THE EXERCISE: Using the records below, copy out exactly the line that contains "In this exercise you will mark every instance of the dispenser" and every line that follows it, up to and including the last, and no others.

----------------------------------------

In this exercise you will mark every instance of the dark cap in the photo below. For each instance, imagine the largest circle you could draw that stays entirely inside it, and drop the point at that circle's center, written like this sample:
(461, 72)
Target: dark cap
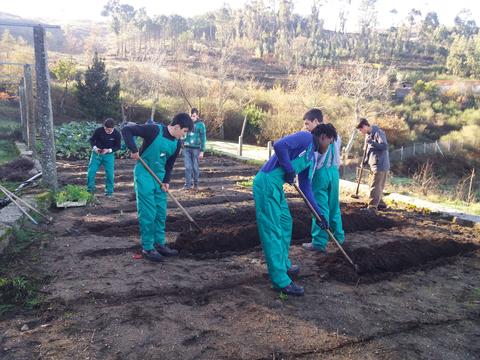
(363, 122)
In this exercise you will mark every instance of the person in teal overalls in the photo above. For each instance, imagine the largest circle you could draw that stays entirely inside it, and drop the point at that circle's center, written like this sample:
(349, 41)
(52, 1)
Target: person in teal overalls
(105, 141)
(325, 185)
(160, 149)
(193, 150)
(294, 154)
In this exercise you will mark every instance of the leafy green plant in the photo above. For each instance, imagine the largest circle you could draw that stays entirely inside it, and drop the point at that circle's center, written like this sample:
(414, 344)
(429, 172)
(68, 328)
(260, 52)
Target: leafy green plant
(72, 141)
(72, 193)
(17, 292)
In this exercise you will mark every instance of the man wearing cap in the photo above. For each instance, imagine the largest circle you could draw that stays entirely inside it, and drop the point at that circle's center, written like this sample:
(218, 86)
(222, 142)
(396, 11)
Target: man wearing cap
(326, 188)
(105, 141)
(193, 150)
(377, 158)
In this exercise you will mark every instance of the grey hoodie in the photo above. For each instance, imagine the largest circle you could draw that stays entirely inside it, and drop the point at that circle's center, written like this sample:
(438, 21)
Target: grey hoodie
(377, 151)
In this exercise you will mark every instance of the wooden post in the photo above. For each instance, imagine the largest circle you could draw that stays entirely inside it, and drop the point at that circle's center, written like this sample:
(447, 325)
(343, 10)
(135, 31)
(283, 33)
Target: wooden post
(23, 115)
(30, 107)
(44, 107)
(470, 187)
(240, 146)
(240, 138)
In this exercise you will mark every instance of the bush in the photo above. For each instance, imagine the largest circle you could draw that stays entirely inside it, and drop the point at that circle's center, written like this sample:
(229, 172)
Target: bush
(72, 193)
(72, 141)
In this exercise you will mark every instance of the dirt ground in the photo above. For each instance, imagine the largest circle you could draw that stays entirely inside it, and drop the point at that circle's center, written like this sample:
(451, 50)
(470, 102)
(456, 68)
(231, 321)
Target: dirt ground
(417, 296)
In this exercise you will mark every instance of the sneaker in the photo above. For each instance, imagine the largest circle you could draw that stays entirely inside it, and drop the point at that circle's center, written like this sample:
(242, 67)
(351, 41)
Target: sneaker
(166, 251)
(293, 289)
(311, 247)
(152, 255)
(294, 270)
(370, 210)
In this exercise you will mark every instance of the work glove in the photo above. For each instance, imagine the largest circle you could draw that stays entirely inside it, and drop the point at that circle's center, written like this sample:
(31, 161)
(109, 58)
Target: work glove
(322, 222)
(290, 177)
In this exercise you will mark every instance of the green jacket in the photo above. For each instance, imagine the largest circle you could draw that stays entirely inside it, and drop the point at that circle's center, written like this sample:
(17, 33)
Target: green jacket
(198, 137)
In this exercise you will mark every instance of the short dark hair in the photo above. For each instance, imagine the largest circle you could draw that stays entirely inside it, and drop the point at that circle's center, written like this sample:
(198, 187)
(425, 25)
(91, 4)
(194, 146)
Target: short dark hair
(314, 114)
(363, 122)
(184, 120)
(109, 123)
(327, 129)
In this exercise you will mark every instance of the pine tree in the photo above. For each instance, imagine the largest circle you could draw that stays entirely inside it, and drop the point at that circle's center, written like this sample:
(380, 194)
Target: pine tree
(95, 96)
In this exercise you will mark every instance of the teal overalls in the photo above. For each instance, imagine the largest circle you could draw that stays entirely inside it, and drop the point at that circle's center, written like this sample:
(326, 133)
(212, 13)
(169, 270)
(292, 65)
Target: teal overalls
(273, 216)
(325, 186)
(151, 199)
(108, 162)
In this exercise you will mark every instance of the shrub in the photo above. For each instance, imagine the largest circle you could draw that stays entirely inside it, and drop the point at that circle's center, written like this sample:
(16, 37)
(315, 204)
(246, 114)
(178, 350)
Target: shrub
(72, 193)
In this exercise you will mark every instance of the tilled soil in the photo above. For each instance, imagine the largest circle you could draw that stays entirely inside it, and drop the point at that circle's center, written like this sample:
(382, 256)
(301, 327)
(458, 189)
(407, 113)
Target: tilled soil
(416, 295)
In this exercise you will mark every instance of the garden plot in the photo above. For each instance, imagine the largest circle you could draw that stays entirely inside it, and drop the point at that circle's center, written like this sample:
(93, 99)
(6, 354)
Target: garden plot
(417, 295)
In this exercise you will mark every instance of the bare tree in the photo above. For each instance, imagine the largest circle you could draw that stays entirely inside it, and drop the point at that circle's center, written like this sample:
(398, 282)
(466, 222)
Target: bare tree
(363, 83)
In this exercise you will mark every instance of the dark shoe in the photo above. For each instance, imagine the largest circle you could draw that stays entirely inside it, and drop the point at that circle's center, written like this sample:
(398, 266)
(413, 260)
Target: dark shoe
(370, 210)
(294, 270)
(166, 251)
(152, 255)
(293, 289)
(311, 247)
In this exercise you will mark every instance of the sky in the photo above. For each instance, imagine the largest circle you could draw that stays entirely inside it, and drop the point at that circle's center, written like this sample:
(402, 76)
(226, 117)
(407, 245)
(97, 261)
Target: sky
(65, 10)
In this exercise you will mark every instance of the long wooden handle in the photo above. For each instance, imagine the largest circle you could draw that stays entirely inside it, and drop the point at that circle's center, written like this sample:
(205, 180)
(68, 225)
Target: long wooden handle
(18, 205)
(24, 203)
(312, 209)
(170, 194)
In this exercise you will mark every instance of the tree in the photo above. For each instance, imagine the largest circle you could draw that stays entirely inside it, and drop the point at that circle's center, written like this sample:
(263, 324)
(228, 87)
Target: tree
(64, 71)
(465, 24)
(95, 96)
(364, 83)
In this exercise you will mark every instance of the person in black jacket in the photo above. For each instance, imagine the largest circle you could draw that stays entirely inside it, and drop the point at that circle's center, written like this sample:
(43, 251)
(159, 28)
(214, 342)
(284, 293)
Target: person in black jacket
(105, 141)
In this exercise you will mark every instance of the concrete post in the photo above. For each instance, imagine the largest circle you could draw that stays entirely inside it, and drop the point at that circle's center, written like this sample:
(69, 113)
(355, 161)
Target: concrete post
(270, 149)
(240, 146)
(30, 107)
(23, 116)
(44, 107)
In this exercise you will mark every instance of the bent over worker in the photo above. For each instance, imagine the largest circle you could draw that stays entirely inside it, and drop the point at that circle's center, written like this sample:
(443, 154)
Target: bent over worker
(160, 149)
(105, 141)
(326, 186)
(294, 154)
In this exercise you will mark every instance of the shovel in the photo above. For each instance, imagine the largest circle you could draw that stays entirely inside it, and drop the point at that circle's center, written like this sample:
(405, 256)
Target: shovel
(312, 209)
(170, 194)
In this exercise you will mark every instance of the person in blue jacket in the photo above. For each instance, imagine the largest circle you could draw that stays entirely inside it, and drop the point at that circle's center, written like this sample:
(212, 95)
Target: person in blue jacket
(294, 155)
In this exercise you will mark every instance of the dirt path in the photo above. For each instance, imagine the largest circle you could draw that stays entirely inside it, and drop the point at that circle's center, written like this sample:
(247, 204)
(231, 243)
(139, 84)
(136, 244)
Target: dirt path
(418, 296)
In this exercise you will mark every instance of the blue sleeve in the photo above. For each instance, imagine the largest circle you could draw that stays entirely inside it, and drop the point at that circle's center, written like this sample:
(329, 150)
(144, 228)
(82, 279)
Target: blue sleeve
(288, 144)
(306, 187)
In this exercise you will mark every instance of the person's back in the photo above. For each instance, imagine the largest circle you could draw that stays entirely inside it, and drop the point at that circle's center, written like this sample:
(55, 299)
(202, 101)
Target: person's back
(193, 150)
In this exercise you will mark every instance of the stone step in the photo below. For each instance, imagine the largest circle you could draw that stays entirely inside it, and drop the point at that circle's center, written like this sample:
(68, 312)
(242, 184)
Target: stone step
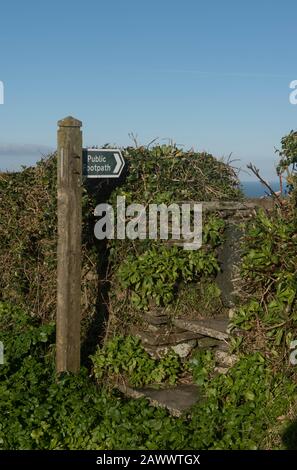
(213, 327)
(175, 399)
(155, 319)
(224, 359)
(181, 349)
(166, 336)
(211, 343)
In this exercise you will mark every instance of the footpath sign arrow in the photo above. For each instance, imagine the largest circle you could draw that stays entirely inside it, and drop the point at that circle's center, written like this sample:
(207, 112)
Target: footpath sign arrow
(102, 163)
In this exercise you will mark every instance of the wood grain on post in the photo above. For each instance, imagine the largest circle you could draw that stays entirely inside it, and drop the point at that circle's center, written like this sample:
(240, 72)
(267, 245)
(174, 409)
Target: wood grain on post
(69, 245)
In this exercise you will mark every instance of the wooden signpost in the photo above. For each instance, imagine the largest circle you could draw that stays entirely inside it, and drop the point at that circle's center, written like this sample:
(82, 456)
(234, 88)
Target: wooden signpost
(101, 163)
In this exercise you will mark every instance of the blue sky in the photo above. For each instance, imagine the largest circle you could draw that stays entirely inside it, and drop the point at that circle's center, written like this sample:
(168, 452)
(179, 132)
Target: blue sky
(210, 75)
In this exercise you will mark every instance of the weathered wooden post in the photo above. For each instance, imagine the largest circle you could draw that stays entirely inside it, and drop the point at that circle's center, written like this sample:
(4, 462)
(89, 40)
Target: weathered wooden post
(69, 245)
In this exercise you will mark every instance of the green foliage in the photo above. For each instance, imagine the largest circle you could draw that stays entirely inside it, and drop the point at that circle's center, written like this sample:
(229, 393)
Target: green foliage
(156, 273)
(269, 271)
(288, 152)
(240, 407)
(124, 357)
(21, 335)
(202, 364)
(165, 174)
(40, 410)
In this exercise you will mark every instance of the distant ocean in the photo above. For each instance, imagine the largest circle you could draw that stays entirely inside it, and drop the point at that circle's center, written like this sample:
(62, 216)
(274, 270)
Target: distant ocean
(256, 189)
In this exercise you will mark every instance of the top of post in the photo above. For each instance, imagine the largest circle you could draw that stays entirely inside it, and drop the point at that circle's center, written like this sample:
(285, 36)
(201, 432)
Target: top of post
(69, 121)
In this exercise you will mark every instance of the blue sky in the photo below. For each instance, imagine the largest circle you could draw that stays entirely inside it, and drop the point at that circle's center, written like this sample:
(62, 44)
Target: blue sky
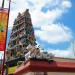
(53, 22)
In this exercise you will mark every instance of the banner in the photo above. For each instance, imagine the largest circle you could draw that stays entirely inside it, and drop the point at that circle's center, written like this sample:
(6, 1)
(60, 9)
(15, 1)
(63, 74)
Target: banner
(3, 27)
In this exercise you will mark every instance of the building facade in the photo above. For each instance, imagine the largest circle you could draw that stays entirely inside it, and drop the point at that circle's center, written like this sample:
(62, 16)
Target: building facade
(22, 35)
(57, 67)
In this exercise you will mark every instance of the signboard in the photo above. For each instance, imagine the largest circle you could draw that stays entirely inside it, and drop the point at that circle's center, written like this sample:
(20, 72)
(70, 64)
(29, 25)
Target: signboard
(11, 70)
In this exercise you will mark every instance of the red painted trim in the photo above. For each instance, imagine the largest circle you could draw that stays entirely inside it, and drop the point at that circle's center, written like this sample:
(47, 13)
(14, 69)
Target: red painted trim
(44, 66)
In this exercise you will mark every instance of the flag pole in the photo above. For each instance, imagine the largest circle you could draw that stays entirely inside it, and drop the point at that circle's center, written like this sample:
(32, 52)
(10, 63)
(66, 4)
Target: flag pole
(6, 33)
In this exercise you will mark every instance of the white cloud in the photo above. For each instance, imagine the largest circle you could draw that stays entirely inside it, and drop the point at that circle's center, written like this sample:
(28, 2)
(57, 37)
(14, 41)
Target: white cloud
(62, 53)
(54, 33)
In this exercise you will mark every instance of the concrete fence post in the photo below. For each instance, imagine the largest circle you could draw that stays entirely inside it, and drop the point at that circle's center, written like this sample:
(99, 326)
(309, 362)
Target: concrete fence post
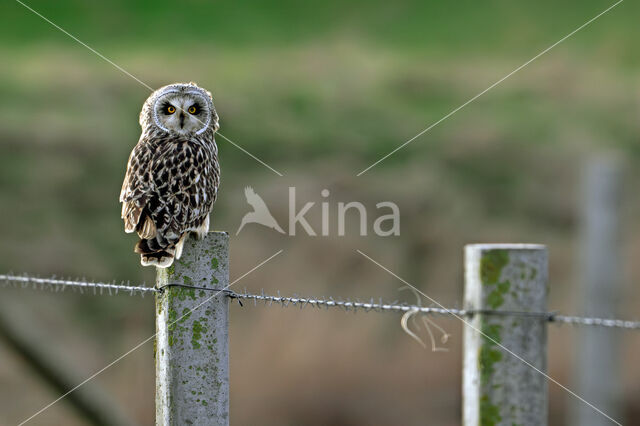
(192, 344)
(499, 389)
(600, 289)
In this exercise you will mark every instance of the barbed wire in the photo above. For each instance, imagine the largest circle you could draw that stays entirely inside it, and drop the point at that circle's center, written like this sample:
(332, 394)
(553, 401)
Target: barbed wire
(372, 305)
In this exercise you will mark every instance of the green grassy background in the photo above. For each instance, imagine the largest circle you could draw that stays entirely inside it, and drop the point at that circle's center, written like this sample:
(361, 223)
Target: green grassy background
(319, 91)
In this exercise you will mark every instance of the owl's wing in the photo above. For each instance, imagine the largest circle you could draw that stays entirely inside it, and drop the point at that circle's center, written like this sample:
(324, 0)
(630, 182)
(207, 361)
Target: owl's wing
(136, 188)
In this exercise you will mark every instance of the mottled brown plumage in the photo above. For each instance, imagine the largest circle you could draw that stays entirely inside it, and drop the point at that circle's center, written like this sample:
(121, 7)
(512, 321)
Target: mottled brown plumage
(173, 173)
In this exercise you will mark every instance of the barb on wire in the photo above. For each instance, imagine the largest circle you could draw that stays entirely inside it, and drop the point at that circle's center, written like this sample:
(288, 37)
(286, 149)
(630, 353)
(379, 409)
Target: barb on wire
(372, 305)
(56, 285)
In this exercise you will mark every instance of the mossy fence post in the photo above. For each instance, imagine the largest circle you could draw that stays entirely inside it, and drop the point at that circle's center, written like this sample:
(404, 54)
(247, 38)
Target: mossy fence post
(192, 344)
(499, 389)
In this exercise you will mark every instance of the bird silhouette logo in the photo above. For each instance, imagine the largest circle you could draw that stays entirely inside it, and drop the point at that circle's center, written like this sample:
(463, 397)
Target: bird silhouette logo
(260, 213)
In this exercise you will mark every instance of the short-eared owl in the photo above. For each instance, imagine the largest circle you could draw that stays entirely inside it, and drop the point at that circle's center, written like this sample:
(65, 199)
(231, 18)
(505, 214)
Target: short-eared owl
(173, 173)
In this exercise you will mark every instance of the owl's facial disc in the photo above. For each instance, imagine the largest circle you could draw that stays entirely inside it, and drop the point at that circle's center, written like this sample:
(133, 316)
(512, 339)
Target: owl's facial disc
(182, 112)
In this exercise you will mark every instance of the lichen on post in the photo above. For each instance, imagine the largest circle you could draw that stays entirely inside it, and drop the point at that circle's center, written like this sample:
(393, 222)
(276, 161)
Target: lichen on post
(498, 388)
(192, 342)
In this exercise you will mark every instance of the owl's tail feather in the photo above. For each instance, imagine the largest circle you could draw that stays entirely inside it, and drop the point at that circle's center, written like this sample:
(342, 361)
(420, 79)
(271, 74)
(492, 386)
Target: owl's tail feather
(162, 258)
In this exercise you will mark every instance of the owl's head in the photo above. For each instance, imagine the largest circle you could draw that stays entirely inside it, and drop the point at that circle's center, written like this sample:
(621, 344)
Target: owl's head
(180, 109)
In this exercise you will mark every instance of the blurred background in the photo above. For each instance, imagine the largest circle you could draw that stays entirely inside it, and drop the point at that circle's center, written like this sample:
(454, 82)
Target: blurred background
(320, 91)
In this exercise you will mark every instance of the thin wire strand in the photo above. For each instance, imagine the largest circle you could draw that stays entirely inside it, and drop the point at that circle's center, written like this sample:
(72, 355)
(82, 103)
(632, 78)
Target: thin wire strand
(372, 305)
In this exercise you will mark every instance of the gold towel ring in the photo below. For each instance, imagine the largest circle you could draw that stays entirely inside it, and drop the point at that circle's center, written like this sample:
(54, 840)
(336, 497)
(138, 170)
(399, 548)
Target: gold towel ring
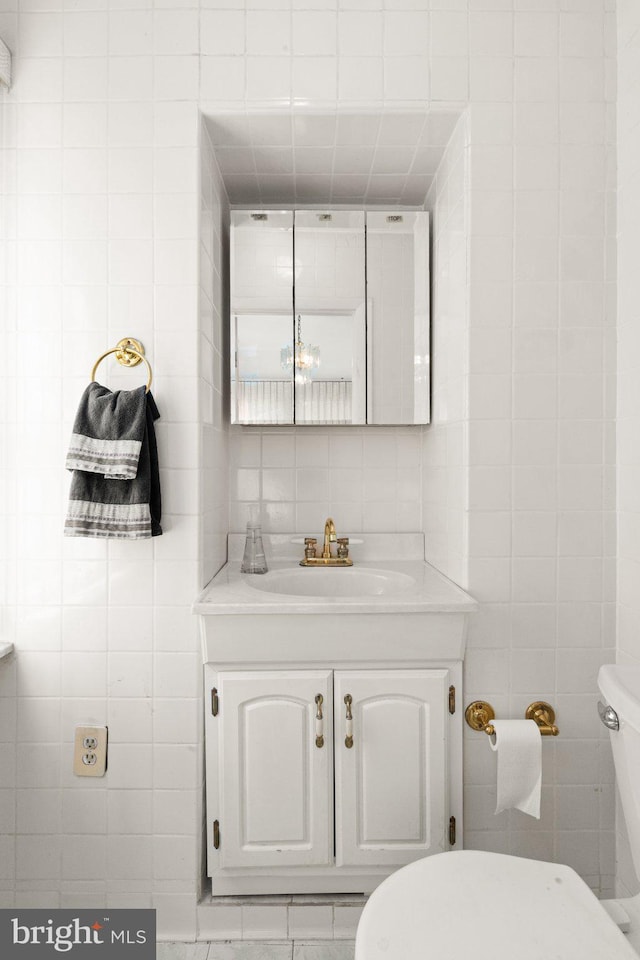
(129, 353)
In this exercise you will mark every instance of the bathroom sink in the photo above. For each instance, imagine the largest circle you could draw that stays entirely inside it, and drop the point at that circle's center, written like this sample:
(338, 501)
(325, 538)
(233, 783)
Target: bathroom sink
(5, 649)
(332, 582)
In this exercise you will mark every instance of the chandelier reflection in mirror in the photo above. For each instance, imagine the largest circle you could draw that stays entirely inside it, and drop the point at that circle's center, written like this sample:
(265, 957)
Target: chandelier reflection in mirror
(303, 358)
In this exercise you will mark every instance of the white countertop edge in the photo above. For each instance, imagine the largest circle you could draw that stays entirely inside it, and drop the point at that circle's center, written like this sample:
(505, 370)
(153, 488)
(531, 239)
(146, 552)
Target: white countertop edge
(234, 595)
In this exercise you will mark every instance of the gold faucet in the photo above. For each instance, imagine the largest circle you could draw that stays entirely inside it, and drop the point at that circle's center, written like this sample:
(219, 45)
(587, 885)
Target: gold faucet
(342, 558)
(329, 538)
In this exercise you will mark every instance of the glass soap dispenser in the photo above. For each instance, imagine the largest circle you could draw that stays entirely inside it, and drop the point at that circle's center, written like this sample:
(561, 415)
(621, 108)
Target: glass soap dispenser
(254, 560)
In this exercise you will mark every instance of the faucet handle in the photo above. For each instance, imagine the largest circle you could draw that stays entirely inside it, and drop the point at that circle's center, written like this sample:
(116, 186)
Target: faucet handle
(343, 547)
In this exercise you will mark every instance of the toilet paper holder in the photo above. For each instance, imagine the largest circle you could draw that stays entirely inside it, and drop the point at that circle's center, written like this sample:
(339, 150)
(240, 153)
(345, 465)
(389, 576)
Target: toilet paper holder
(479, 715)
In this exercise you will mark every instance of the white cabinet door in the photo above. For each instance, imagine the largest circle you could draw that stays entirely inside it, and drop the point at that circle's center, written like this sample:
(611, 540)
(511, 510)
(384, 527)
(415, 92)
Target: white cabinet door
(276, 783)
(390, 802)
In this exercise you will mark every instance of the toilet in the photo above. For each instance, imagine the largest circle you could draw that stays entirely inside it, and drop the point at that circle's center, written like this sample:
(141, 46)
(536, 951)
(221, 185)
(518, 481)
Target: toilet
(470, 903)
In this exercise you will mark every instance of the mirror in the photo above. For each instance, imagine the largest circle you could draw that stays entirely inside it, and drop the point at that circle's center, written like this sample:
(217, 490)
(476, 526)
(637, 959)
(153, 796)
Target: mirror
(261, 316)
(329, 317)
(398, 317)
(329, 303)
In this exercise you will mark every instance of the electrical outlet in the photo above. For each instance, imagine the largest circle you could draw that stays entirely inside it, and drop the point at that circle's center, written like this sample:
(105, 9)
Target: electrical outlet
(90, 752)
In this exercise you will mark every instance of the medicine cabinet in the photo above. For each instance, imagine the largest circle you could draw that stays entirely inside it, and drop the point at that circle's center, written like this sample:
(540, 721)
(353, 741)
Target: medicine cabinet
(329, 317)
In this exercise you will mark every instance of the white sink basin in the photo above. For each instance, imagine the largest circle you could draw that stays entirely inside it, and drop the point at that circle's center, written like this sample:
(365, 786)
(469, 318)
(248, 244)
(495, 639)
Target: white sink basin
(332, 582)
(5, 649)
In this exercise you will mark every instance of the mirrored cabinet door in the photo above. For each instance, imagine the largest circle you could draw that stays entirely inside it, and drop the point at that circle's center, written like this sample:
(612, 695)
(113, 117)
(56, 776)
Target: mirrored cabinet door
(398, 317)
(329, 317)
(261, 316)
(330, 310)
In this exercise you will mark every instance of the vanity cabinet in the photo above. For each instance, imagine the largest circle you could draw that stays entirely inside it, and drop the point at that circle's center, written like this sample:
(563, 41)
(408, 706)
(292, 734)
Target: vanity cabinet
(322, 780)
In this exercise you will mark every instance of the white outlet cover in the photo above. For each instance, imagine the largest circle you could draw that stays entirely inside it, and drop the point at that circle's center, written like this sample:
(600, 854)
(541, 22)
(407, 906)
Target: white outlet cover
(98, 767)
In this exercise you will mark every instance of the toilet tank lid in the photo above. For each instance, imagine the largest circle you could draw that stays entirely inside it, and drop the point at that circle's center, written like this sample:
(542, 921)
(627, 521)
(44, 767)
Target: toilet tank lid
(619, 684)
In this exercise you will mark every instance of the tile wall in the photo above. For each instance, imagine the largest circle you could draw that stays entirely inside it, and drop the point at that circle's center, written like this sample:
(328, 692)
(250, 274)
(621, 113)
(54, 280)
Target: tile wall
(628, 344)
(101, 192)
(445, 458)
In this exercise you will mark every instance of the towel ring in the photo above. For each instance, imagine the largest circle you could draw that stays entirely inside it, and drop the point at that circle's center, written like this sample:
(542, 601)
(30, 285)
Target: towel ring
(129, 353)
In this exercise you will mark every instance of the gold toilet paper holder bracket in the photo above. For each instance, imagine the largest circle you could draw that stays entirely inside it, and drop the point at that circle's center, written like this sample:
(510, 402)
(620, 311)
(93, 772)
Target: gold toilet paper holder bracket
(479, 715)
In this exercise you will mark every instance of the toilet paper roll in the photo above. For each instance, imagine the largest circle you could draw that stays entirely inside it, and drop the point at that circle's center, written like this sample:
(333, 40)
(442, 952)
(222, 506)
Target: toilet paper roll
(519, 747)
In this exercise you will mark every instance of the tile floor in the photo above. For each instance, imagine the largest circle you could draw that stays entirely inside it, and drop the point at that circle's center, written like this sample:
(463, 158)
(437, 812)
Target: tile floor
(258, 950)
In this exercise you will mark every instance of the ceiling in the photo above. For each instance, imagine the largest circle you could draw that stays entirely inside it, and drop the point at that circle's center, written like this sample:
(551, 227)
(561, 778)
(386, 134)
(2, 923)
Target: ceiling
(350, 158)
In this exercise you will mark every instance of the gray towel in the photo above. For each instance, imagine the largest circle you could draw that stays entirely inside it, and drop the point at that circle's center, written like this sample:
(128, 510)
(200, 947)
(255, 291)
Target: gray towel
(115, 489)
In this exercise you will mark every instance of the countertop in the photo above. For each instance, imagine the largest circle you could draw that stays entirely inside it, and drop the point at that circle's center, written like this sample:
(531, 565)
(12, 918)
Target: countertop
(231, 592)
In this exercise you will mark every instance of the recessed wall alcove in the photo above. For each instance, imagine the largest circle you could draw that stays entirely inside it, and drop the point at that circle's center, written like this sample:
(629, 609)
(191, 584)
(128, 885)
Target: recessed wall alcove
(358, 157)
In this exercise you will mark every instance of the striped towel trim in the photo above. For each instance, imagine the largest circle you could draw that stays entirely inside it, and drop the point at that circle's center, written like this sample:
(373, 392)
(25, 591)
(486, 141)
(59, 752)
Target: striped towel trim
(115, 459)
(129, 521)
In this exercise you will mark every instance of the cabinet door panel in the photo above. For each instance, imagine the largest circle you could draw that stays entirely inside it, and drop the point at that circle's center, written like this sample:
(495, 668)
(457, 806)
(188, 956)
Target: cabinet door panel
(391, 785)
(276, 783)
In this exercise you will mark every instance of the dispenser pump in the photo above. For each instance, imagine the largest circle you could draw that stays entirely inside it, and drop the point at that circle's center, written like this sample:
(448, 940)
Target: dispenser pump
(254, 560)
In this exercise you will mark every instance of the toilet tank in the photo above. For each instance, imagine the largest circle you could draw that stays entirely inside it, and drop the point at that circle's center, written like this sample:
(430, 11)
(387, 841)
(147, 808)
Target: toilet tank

----------------------------------------

RESPONSE:
In this exercise you will mark every instance of the dispenser pump in the photo above. For each instance, imagine the largest circle you could draw that stays entirely inside it, and drop the point at that circle's center, written like this sample:
(448, 940)
Target: dispenser pump
(254, 560)
In this exercise you will mark every instance of the toilet tank in the photo above. For each instance, imagine the largest circle you could draw that stays entirely inside it, and drop the point at that circle's center, written like this sample:
(430, 11)
(387, 841)
(147, 808)
Target: toilet tank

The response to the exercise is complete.